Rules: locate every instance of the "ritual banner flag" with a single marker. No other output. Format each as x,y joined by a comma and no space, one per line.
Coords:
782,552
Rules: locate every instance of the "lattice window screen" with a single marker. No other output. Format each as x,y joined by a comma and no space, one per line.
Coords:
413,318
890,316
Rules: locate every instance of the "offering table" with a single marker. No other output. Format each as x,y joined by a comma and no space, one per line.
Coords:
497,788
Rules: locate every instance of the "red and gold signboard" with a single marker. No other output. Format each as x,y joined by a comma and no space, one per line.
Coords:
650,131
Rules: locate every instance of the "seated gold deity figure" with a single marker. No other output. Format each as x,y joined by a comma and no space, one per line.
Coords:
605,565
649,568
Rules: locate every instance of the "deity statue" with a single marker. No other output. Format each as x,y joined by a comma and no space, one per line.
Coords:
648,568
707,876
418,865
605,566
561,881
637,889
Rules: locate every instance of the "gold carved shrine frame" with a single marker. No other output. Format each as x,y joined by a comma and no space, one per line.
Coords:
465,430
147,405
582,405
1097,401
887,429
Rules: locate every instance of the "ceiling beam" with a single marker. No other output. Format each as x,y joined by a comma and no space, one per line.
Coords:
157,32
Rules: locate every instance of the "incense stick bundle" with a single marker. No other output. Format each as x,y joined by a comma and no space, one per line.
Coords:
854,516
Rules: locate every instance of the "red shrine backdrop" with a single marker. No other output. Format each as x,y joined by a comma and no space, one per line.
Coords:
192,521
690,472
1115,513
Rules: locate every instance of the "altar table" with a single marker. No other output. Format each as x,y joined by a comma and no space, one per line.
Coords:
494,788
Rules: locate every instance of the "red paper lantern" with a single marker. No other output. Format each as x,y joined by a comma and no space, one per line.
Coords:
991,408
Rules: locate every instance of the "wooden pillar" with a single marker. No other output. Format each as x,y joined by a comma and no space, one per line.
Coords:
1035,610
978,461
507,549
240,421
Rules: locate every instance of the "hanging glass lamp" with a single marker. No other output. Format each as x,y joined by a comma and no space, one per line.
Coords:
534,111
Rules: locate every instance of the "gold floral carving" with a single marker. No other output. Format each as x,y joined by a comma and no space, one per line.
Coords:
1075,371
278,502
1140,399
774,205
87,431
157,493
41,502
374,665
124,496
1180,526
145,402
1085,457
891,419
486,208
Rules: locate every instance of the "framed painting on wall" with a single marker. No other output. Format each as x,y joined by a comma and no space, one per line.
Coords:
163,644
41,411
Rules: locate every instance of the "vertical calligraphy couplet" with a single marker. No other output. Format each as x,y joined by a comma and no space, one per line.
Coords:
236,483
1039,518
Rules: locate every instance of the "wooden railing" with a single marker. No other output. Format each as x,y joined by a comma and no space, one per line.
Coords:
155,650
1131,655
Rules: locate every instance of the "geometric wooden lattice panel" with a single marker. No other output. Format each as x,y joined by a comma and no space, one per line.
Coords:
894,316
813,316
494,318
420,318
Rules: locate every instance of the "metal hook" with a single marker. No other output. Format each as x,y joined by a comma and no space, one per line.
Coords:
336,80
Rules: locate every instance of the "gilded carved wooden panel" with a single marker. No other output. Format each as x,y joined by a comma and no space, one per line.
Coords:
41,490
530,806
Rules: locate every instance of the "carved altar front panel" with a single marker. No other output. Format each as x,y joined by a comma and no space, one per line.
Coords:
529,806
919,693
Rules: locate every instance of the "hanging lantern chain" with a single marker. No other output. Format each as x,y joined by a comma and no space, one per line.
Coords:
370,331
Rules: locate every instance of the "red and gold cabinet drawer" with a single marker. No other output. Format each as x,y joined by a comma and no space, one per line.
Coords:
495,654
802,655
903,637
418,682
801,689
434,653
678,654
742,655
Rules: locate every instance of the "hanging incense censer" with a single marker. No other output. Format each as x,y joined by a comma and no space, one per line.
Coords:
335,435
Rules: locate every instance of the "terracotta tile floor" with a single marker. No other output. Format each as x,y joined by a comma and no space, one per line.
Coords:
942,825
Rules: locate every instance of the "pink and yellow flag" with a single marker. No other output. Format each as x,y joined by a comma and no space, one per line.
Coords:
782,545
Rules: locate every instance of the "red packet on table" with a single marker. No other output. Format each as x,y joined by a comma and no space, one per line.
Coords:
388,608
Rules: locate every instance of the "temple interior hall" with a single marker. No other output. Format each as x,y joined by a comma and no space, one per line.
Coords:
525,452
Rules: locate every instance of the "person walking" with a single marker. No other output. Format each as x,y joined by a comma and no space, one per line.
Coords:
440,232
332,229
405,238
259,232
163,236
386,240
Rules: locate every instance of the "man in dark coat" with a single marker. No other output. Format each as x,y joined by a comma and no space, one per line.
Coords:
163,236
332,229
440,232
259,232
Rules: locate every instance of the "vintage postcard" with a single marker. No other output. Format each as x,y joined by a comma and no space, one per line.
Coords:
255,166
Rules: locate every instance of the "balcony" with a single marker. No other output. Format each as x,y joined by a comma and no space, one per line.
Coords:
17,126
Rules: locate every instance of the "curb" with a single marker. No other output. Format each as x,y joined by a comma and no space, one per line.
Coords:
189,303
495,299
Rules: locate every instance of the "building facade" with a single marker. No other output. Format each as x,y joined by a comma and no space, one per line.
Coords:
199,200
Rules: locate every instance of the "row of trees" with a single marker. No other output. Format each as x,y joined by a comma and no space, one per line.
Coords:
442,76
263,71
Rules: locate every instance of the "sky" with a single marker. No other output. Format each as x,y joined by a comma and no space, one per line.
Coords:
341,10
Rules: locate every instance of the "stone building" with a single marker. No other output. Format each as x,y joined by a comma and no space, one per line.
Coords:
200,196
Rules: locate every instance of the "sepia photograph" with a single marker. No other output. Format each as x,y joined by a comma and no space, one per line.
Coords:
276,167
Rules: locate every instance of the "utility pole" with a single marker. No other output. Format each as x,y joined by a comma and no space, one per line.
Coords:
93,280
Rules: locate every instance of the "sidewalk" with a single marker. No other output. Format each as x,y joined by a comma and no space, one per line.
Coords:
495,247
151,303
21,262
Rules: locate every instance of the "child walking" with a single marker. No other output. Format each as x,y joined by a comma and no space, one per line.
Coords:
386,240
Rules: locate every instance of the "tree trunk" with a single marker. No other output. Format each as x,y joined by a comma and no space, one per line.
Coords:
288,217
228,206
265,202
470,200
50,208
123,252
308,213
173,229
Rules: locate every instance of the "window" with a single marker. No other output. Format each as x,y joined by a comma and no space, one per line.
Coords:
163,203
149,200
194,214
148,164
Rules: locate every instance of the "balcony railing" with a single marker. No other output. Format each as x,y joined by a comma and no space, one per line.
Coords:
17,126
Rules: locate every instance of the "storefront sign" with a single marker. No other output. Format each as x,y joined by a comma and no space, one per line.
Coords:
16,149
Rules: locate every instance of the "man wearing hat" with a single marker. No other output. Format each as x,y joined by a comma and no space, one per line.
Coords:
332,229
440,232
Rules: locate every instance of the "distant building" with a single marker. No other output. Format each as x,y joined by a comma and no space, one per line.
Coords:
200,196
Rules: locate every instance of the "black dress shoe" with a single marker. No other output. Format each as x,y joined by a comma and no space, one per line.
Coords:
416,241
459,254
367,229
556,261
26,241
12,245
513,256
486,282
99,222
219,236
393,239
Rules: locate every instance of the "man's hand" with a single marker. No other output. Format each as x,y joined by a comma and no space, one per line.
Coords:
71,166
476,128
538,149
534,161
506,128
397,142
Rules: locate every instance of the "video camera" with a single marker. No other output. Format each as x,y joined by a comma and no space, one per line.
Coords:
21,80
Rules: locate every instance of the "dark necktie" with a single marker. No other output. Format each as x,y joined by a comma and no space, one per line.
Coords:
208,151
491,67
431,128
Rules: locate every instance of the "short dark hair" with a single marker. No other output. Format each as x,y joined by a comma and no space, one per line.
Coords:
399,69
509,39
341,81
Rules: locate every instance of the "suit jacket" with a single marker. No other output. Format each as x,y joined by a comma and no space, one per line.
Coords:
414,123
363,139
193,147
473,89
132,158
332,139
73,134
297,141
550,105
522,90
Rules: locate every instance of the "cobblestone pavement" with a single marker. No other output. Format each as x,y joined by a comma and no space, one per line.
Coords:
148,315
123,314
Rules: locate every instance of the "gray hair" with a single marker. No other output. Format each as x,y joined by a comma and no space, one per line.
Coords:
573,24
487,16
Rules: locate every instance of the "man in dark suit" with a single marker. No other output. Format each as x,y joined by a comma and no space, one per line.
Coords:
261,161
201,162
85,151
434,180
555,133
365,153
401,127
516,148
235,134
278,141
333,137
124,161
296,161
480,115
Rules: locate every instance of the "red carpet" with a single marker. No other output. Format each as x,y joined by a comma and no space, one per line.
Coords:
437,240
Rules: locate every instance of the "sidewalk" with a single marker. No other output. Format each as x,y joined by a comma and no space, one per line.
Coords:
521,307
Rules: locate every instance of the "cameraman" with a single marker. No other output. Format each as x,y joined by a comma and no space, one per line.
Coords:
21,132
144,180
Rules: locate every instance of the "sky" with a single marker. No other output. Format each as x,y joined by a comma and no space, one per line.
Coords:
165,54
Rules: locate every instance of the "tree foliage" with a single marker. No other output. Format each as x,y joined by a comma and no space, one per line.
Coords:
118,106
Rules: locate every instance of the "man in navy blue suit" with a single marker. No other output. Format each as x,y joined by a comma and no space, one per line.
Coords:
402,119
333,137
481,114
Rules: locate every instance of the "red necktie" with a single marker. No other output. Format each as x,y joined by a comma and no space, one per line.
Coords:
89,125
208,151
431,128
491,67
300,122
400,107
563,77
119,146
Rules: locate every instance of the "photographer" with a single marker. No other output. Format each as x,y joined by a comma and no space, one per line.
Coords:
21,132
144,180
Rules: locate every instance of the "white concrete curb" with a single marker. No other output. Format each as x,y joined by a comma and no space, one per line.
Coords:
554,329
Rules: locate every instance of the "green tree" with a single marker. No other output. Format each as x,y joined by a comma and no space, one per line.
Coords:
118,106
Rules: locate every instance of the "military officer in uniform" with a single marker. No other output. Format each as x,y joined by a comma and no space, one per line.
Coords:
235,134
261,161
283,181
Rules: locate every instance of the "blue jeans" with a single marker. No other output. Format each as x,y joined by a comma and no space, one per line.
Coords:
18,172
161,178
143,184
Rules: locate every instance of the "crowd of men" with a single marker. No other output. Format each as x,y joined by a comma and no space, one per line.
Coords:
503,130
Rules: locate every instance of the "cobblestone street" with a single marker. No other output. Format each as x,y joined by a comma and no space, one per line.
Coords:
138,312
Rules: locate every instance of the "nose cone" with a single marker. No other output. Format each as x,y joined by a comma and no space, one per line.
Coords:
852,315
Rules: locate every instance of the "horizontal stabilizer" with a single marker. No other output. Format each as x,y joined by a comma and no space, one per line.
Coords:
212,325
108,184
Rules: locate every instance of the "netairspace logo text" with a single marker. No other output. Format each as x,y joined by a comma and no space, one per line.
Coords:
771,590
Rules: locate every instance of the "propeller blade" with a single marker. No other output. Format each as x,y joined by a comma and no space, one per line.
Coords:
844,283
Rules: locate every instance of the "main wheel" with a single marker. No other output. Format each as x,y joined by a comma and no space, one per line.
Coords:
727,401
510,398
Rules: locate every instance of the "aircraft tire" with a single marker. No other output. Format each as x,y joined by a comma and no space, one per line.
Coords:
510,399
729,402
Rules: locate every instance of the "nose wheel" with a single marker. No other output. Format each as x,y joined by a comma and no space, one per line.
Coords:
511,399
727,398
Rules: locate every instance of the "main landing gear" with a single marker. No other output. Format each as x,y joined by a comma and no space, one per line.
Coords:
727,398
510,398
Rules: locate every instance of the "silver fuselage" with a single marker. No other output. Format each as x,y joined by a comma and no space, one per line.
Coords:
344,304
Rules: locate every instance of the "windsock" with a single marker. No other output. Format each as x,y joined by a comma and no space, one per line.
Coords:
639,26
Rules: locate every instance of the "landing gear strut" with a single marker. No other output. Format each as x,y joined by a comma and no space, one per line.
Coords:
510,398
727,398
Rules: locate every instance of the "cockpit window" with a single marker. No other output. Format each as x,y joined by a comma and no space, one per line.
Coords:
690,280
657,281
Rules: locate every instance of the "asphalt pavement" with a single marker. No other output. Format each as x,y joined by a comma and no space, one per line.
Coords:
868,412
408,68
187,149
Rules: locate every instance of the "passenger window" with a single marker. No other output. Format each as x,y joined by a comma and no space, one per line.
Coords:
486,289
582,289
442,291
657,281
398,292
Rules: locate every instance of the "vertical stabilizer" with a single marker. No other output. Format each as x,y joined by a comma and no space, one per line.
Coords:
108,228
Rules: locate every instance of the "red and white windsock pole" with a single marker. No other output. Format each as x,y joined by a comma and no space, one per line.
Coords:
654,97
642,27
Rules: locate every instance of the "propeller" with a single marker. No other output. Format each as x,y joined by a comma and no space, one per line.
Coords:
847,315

#### EXERCISE DIRECTIONS:
The answer must consist of every line from the data that contains the word "table".

#### SOLUTION FOR THIS EXERCISE:
Rules: locate every instance of the "offering table" with a single marker. No other output. Format each as x,y joined by a comma and no space, one per line.
Rules: locate every instance of the "altar table" with a single marker. No other output. Format each as x,y joined by a comma and no space, one per line.
Rules: locate every instance of the "red packet on table" with a single marker. No other output. Format each as x,y joined by a comma and no space, one per line.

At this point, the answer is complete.